YOUR OBJECTIVE
Write out precisely the lines beginning with the line that contains "For the benchmark, mark each instance of the blue sleeve" and ending with the last line of the entries, and no other lines.

LISTING
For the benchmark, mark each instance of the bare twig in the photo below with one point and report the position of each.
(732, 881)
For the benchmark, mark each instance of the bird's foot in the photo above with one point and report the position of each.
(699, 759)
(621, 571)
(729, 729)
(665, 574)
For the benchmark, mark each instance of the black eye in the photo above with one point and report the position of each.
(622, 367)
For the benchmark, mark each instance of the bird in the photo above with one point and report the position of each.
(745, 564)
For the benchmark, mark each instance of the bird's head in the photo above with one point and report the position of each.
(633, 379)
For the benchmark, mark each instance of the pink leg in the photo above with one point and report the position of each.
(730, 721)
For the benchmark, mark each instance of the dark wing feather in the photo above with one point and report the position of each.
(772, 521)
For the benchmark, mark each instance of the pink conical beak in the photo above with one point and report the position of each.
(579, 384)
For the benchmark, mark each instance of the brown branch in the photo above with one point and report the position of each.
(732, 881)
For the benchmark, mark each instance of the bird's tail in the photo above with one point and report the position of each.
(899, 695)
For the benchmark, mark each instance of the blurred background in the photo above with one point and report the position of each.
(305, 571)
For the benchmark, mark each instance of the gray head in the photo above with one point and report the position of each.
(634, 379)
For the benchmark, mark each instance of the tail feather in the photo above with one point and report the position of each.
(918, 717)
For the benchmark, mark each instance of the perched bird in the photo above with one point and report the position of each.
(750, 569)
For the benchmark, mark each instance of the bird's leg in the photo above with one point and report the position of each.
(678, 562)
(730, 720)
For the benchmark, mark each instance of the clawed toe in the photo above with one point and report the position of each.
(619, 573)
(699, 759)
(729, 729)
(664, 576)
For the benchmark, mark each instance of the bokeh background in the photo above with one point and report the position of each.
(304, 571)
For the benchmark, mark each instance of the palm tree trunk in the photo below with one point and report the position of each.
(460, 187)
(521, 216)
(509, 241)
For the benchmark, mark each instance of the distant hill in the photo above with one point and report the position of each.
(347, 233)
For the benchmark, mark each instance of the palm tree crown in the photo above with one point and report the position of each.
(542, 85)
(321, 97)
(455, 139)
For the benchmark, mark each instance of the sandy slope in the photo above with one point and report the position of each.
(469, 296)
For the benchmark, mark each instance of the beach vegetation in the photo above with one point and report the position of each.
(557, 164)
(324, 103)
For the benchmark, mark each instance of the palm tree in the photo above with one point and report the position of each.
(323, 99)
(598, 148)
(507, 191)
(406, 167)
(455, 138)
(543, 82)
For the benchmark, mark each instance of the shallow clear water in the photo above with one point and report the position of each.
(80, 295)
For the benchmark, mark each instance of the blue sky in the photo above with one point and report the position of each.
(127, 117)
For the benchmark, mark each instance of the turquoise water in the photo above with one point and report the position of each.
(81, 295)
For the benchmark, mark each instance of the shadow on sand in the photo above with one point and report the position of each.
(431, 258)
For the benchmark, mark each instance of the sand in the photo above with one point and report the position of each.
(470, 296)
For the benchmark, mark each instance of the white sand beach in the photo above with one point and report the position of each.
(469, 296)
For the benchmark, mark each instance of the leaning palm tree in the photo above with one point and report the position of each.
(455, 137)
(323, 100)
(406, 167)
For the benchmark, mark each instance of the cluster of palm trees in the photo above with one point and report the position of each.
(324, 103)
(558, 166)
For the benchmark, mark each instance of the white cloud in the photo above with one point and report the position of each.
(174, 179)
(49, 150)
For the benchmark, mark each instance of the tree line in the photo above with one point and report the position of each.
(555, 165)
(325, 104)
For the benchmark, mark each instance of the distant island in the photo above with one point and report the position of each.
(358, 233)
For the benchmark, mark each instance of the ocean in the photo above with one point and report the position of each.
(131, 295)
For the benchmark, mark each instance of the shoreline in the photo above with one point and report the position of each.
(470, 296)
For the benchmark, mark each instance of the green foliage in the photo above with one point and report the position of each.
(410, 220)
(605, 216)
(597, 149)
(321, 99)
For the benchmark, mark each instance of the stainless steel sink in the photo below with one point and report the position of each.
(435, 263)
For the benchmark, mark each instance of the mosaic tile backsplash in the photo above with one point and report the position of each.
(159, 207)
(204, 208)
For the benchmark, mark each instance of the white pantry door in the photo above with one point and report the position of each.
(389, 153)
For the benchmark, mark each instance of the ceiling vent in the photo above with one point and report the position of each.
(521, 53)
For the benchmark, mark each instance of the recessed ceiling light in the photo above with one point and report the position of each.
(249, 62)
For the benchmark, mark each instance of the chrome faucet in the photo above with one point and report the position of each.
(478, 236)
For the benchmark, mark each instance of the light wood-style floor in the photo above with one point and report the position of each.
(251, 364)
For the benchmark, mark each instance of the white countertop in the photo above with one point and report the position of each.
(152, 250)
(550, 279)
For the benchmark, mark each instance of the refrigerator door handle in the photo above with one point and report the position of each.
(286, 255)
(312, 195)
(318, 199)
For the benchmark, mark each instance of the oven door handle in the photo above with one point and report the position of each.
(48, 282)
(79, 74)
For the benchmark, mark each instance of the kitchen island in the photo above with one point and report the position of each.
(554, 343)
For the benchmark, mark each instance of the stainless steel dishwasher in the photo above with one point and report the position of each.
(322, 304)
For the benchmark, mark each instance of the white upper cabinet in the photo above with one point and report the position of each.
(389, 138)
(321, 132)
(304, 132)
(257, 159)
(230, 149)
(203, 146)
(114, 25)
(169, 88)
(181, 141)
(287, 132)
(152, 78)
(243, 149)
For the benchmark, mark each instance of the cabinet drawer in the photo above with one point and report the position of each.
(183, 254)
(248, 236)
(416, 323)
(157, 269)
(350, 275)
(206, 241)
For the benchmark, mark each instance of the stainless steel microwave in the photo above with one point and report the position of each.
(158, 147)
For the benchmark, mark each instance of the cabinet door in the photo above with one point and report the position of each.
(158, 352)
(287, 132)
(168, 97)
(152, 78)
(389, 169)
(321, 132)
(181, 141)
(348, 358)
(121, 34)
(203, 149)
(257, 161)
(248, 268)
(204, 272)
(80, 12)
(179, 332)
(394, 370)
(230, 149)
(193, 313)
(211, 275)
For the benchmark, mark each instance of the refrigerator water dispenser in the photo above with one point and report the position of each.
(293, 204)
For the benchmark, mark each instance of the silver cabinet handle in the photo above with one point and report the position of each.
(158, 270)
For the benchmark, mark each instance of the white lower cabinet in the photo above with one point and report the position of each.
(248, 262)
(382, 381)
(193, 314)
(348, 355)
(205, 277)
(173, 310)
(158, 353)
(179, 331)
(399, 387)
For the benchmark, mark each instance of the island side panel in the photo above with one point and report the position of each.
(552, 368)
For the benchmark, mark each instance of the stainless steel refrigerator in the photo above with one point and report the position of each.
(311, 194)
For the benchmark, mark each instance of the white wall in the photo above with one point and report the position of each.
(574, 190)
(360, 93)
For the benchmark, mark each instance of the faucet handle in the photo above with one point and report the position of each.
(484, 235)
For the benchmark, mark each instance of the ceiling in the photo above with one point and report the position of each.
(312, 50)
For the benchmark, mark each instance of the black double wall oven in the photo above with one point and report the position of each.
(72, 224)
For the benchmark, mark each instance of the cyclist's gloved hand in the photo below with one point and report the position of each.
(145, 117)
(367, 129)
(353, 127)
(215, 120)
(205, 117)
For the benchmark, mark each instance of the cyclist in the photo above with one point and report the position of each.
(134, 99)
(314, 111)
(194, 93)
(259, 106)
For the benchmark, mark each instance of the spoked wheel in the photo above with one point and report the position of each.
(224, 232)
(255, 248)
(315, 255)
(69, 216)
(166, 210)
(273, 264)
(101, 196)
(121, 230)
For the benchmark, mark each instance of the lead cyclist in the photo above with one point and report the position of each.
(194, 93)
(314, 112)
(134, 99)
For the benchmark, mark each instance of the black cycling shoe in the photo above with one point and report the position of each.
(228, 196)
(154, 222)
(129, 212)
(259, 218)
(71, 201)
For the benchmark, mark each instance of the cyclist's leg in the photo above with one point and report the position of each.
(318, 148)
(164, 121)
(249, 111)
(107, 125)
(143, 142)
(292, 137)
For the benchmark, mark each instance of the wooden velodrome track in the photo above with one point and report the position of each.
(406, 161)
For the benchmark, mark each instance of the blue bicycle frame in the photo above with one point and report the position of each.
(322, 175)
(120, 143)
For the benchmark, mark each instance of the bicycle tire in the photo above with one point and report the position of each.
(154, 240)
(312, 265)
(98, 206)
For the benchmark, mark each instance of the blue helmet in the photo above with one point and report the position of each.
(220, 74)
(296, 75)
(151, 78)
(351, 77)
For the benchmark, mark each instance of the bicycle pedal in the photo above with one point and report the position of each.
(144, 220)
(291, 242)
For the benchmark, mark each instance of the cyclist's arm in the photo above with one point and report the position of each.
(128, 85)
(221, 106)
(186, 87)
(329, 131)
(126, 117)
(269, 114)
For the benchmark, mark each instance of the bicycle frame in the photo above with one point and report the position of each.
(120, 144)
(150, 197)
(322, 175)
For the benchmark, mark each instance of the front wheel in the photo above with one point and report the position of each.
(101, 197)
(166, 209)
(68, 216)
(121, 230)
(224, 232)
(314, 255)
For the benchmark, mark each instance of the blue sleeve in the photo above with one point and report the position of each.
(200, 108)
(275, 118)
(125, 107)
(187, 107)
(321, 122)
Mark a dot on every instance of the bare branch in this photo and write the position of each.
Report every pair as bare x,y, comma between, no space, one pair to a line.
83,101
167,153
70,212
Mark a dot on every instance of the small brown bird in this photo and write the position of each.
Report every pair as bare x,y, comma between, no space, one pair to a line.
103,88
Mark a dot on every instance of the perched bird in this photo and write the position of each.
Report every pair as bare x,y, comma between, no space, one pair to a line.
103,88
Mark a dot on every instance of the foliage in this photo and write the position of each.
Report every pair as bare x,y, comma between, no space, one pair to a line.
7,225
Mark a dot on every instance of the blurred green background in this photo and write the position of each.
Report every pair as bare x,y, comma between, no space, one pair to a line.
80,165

THE REPLY
For the benchmark, mark each instance of the blue sleeve in the photo above with one point and report the position of each.
(200, 108)
(275, 118)
(125, 107)
(187, 107)
(321, 122)
Mark a dot on every instance of the bare branch in this photo and write the position of each.
Report every pair as bare x,y, comma between, no space, one pair to a line.
83,101
167,153
70,212
Mark a dot on every instance of the small brown bird in this photo and write the position of each.
Report every pair as bare x,y, comma between, no space, one pair to a line.
103,88
Mark a dot on every instance of the perched bird in this photo and write the position of each.
Report every pair as bare x,y, comma between, no space, one pair to a line.
103,88
Mark a dot on every instance of the foliage in this photo and write the position of each.
Report every pair as bare x,y, comma between, no space, one pair to a line.
7,225
Mark a dot on every instance of the blurred green background in this photo and write the position of each.
Report every pair as bare x,y, comma between, no space, one pair to a line.
80,165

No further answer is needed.